[Region pointing data]

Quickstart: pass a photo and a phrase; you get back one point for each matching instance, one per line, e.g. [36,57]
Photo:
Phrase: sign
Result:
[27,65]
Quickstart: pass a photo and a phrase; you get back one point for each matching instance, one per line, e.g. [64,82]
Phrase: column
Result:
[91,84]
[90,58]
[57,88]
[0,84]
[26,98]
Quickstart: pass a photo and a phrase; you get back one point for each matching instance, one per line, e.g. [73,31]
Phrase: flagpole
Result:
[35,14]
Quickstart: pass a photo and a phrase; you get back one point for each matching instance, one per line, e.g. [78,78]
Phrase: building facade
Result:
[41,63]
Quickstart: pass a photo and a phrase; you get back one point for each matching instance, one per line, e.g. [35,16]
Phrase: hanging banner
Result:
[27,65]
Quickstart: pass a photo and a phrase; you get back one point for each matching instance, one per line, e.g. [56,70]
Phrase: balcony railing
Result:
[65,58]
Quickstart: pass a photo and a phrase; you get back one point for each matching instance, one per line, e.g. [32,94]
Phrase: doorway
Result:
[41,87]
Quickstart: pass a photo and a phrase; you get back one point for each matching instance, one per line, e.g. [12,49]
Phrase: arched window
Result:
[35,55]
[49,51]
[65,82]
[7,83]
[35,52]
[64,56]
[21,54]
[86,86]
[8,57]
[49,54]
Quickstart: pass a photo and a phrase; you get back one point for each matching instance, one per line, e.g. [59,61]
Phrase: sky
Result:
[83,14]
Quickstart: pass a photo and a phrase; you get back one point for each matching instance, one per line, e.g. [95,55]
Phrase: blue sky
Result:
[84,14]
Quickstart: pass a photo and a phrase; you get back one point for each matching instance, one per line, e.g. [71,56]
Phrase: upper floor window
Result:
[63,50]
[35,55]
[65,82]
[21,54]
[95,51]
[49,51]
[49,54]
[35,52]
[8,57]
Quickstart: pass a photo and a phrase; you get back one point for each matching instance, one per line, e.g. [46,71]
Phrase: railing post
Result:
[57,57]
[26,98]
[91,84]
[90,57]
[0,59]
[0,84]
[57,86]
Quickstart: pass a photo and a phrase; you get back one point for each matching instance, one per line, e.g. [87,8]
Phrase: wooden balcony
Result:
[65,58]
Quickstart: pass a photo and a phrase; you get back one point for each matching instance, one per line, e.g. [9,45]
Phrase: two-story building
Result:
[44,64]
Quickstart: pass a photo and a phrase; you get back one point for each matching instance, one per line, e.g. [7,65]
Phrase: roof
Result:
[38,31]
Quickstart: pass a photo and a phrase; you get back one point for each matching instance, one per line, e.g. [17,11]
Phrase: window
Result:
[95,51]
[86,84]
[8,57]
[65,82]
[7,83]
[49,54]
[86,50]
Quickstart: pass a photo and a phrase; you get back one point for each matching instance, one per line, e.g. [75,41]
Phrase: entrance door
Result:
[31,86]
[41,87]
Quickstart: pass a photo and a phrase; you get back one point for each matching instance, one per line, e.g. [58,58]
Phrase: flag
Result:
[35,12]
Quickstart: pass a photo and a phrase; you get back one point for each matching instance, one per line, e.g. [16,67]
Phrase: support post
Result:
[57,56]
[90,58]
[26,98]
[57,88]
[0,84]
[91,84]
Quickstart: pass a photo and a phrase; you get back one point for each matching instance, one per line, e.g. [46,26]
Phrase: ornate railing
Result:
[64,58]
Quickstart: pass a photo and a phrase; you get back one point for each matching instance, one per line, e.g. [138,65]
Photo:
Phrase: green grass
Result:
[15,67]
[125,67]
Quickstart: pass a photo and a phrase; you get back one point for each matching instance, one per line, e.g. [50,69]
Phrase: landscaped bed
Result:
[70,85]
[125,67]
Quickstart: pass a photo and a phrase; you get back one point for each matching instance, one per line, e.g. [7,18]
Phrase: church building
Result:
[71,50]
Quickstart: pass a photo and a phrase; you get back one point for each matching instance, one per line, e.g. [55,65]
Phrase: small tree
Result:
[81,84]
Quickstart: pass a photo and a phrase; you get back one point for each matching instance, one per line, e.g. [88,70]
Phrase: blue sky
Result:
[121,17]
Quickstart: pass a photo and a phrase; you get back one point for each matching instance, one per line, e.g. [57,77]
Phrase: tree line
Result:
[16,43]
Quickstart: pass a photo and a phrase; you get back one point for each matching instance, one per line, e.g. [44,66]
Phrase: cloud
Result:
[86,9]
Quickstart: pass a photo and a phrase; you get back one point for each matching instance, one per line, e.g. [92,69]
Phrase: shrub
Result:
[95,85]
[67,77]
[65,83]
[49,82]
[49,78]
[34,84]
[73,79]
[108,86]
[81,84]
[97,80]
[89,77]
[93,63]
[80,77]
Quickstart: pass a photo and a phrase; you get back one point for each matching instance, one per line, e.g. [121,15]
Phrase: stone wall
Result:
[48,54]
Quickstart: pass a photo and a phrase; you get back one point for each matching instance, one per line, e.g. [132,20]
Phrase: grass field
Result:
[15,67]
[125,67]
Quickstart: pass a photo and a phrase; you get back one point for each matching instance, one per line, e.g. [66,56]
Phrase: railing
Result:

Directions:
Transcribe exactly, and only, the lines from the one with "Phrase: landscaped bed" through the last line of the data.

Task output:
Phrase: landscaped bed
Result:
[70,85]
[125,67]
Quickstart: pass a photo and a phrase; you get back one point for each matching instance, one per line, e.g. [7,18]
Phrase: church building
Result:
[71,50]
Quickstart: pass a photo and a phrase; you get back one point for each matching instance, one per line, e.g. [55,65]
Phrase: small tree
Result:
[81,84]
Quickstart: pass a photo and a phrase; you get back one point for each matching instance, one per line, e.g. [88,70]
Phrase: blue sky
Result:
[121,17]
Quickstart: pass a photo and a phrase; you get back one point for each matching instance, one per line, e.g. [57,77]
Phrase: tree line
Result:
[16,43]
Quickstart: pass a photo and a phrase; you get back one point for each matching instance, one per line, e.g. [44,66]
Phrase: cloud
Result:
[86,9]
Quickstart: pass a photo and a phrase; you get back one point for each matching instance, one per line, e.g. [92,69]
Phrase: shrub
Result:
[95,85]
[67,77]
[65,83]
[49,82]
[49,78]
[34,84]
[73,79]
[108,86]
[81,84]
[97,80]
[89,77]
[93,63]
[80,77]
Quickstart: pass a photo and a phrase; you get back one point for each matching instance, one per line, e.g. [121,15]
Phrase: stone wall
Result:
[48,54]
Quickstart: pass a photo and a phrase; you get back one point for each matching instance, one per line, e.g. [132,20]
Phrase: grass field
Result:
[15,67]
[125,67]
Quickstart: pass a photo and a phrase; you get back one point for each matching instance, one per line, e.g. [66,56]
Phrase: railing
Result:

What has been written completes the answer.